- [Supplied passage]:
+ + + +

Now, for me personally, I can see both sides; Even though I have enjoyed Discovery more so than I’ve had issues with it, it has had its issues. And, for my own personal tastes, the language was one of them. It didn’t fit. It was only there for the sake of being ‘edgy’. Now, on the same token, I can understand why Trekkies and Trekkers who do not like, or even hate, loathe and despise Discovery, may not like the idea of a Trek series being made for kids, in the sense that, they’re essentially saying, ‘But hey, where’s my Trek?’ Or, ‘Where’s a better class of Trek for me, since Discovery sucks?’

But y’know, here’s the thing; Part of Star Trek’s (alleged) problem, was that it had grown too stagnant. Was doomed to forever repeat the same old stories and tropes. It wasn’t ‘fresh and new’ and people, even the aforementioned Trekkies and Trekkers, got tired of the ‘same old, same old’. Not all Trekkies and Trekkers felt that way. I certainly didn’t. But, you take my point.

Then, after one hell of a dry spell, Trek came back in 2009. Was it ‘proper’ Trek? Was it ‘Canon’. To tell you the truth, even while I have spent a lot of time questioning, arguing and debating those questions, in the end it doesn’t even matter. It was ‘new and fresh’, and frankly, I think the service those ‘Nu-Trek’ films serve is as a gateway to the Trek of old, for the younger and uninitiated audiences. Not all of them will dig what they see, when they start looking over TOS, TNG, DS9, VOY or ENT. But, there is still that potential, just like the Doctor Who franchise, for newer viewers to want to go back to the series’ origins.

+ + + +

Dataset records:

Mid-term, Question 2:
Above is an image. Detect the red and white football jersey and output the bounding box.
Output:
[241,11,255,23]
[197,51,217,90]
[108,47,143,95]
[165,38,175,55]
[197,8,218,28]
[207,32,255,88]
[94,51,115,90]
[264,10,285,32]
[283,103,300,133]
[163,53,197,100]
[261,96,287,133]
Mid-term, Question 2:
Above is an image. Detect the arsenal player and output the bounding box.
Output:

+ + + +

- [Exercises to complete]:
1. Answer these questions using the Star Trek commentary:
(a) Which aspect of Discovery does the writer name as one of its issues, by personal taste?
(b) In what year did Trek come back after the dry spell?
(c) Which other franchise does the writer compare Trek to regarding newer viewers going back to the origins?
2. For each statement, say whether it agrees with the Star Trek commentary, and quote the words that decide it.
(a) The writer felt that Star Trek had grown tired and stale.
(b) The writer has enjoyed Discovery more than having issues with it.
(c) The writer expects all younger viewers of the newer films to like the older series.
3. Reproduce the part of the Star Trek commentary that opens with the words containing "Then, after one" and closes with "the series’ origins.".
The data is separate material, apart from the Star Trek commentary.

- [Answers in order]:
1.
(a) The language.
(b) 2009.
(c) The Doctor Who franchise.

2.
(a) No: "Not all Trekkies and Trekkers felt that way. I certainly didn’t."
(b) Yes: "I have enjoyed Discovery more so than I’ve had issues with it"
(c) No: "Not all of them will dig what they see, when they start looking over TOS, TNG, DS9, VOY or ENT."

3.
Then, after one hell of a dry spell, Trek came back in 2009. Was it ‘proper’ Trek? Was it ‘Canon’. To tell you the truth, even while I have spent a lot of time questioning, arguing and debating those questions, in the end it doesn’t even matter. It was ‘new and fresh’, and frankly, I think the service those ‘Nu-Trek’ films serve is as a gateway to the Trek of old, for the younger and uninitiated audiences. Not all of them will dig what they see, when they start looking over TOS, TNG, DS9, VOY or ENT. But, there is still that potential, just like the Doctor Who franchise, for newer viewers to want to go back to the series’ origins.